**Task details**
Beginning at the line containing "positive clicks: (141, 187) (130, 162)" in the material below and ending at the line containing "box: [327, 166, 363, 195]", return each line exactly and add nothing.

**Records for this exercise**
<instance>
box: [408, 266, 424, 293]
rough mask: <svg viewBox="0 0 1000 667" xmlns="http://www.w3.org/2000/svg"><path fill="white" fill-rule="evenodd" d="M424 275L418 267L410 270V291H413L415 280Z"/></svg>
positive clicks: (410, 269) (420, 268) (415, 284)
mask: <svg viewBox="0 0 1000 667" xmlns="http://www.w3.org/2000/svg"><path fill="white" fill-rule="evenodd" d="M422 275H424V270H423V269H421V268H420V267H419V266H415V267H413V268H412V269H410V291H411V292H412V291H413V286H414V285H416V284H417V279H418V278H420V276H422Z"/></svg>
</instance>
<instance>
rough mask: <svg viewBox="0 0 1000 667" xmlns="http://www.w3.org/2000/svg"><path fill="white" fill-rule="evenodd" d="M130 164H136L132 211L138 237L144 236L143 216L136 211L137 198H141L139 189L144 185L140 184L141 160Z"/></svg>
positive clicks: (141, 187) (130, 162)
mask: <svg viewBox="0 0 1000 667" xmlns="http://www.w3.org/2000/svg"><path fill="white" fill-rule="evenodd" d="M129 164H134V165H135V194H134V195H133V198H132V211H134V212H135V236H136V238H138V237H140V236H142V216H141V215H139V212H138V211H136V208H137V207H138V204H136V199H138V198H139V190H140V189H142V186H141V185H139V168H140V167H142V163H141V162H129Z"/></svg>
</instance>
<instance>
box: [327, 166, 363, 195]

--

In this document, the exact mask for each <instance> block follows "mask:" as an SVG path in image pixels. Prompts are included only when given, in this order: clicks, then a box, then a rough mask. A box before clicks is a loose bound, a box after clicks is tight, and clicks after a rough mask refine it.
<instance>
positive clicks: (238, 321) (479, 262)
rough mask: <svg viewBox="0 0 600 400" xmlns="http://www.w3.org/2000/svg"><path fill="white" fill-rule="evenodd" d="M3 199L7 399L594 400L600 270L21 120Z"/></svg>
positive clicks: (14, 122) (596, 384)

**Answer to the exercise**
positive clicks: (141, 187) (130, 162)
mask: <svg viewBox="0 0 1000 667" xmlns="http://www.w3.org/2000/svg"><path fill="white" fill-rule="evenodd" d="M129 164H134V165H135V194H134V195H133V198H132V211H134V212H135V236H136V238H138V237H140V236H142V216H141V215H139V212H138V211H136V208H137V207H138V204H136V199H138V198H139V190H140V189H142V186H141V185H139V168H140V167H142V163H141V162H129Z"/></svg>
</instance>
<instance>
box: [327, 166, 363, 195]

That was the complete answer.